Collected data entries
+++

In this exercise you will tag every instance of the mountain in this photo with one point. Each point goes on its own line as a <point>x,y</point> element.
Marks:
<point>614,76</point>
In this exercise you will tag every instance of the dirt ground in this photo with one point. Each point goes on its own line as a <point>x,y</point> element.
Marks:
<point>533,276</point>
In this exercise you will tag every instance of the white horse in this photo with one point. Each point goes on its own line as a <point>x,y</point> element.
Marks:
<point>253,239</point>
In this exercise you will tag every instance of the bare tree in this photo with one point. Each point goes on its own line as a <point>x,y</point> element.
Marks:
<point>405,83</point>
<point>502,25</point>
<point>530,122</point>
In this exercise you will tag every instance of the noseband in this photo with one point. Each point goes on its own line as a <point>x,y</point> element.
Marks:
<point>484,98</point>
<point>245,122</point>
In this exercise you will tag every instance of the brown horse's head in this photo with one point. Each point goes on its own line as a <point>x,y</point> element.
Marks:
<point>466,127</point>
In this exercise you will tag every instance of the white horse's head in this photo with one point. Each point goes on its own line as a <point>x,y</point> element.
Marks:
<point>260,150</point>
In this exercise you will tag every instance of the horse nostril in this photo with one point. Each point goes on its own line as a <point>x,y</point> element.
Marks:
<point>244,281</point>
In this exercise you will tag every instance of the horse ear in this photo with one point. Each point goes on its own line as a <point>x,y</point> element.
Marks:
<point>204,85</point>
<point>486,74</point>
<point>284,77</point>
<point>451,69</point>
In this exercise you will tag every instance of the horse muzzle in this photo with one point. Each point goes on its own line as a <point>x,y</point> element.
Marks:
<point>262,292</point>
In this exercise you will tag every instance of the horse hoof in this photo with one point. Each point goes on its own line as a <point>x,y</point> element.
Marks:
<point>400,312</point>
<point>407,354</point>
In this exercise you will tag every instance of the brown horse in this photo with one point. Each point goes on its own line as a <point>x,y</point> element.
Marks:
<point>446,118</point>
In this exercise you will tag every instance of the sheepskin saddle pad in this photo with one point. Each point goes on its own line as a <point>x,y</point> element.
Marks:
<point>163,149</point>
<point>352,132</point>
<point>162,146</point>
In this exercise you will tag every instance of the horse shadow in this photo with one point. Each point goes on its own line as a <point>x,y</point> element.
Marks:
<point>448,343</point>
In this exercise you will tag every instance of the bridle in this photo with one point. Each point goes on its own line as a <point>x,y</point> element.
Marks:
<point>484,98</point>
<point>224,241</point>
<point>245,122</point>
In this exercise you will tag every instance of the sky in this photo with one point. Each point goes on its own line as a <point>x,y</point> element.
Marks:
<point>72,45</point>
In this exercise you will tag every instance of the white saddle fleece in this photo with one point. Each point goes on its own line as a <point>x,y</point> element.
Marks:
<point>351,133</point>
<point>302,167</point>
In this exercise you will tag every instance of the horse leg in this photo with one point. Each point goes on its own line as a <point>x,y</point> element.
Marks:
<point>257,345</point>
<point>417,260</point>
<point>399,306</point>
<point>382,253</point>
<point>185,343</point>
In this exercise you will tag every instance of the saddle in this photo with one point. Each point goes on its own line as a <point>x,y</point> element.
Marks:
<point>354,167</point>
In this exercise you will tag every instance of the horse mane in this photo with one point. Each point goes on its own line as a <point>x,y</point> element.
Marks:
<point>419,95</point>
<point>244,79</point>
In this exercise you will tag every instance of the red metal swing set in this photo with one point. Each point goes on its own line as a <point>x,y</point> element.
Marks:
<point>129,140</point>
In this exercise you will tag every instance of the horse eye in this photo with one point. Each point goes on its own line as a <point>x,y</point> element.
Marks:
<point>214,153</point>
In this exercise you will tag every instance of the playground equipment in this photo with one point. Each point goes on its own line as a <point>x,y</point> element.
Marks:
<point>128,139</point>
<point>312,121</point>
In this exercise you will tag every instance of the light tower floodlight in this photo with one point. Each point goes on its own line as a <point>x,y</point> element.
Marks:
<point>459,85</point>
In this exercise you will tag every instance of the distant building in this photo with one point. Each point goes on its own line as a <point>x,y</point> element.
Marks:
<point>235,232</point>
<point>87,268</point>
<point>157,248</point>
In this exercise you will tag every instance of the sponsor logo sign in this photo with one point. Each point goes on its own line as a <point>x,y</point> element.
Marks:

+++

Brief:
Return every line of the listing above with no changes.

Solution to the problem:
In this exercise you will tag every instance of the mountain in this photo with one point. Each point goes on its own line as a <point>x,y</point> element.
Marks:
<point>614,76</point>
In this exercise you will tag every instance of the dirt ground in this photo with one point. Each point goes on its own line as a <point>x,y</point> element.
Marks:
<point>533,276</point>
In this exercise you will tag every instance of the white horse in this photo with one point. Each point goes on its own line as a <point>x,y</point> element.
Marks:
<point>253,239</point>
In this exercise you will tag every instance of the bare tree in this photo with one point. Each point goes on its own line as a <point>x,y</point> element.
Marks:
<point>405,83</point>
<point>502,25</point>
<point>530,122</point>
In this exercise you will tag every instance of the noseband in this photo with one point. Each point goes on its own line as a <point>x,y</point> element.
Marks:
<point>484,98</point>
<point>245,122</point>
In this exercise you will tag every instance of the brown horse's head in this photo with one point. Each point goes on its own line as a <point>x,y</point> element.
Marks:
<point>466,127</point>
In this exercise you will tag every instance of the white horse's head in this photo with one point. Each point goes on its own line as a <point>x,y</point> element.
Marks:
<point>260,150</point>
In this exercise you will tag every instance of the horse nostril in this photo with one point. Each point goes on its own line as a <point>x,y</point> element.
Marks:
<point>244,281</point>
In this exercise you will tag every instance of the horse ear in this photo with one point. Each point goes on its own line as a <point>x,y</point> element.
Marks:
<point>204,85</point>
<point>486,74</point>
<point>284,77</point>
<point>451,69</point>
In this exercise you will tag every instance of the horse muzzle in this photo with one point. Each point goes on its own line as a <point>x,y</point> element.
Marks:
<point>262,292</point>
In this exercise you will tag every instance of the horse hoof in this photo with one point. Each point goes on its own line as a <point>x,y</point> element.
Marks:
<point>400,312</point>
<point>407,354</point>
In this exercise you will tag every instance of the brown horse in this photo with one point. Each point goes on its own line as a <point>x,y</point> element.
Marks:
<point>446,118</point>
In this exercise you will tag every instance of the sheepskin saddle pad in this photo with one point. Each point goes on its own line as a <point>x,y</point> element.
Marks:
<point>163,149</point>
<point>352,132</point>
<point>162,146</point>
In this exercise you will tag every instance of the horse shadow in this photo with one point. Each point goes on its own line as a <point>x,y</point> element.
Marks:
<point>448,343</point>
In this exercise you will tag every instance of the bridle in this photo with one point. Each point goes on its own line as a <point>x,y</point> element.
Marks:
<point>484,98</point>
<point>224,241</point>
<point>245,122</point>
In this exercise you will tag every instance of the sky in this photo with one point. Each point goes on its own line as a <point>x,y</point> element.
Marks:
<point>72,45</point>
In this exercise you will tag every instance of the white saddle fleece in this photo with one point. Each point goes on its own line as a <point>x,y</point> element.
Marks:
<point>351,133</point>
<point>302,167</point>
In this exercise you will tag every instance of the horse leg in this photo with one point. Each point goes on its own line as a <point>x,y</point> element.
Marks:
<point>257,345</point>
<point>417,260</point>
<point>399,306</point>
<point>382,253</point>
<point>185,343</point>
In this exercise you will tag every instance of the saddle in this photo with one point. Each point goes on its own line as a <point>x,y</point> element.
Marks:
<point>354,167</point>
In this exercise you will tag every instance of the horse mane in this photo with one point. Each point goes on its own line as a <point>x,y</point> element.
Marks:
<point>419,95</point>
<point>244,79</point>
In this exercise you will tag every instance of the red metal swing set in this photo with one point. Each point goes on its own line as a <point>x,y</point> element.
Marks:
<point>129,140</point>
In this exercise you will tag every instance of the horse eye in this photo with one point. Each point goes on its own line as a <point>x,y</point> element.
Marks:
<point>214,153</point>
In this exercise you will tag every instance of the playground equipment in this photo with one point. Each point goes on its own line as a <point>x,y</point> element.
Marks:
<point>128,139</point>
<point>312,121</point>
In this exercise you will tag every instance of the light tower floodlight in this photo with one point. Each point goes on its own line as a <point>x,y</point> element.
Marks:
<point>459,85</point>
In this exercise you will tag every instance of the distant building in this photo with one point. Each point goes on its own line as a <point>x,y</point> element.
Marks:
<point>235,232</point>
<point>87,268</point>
<point>157,248</point>
In this exercise you will tag every instance of the sponsor logo sign in this photo with one point. Each point goes on its own line as a <point>x,y</point> element.
Marks:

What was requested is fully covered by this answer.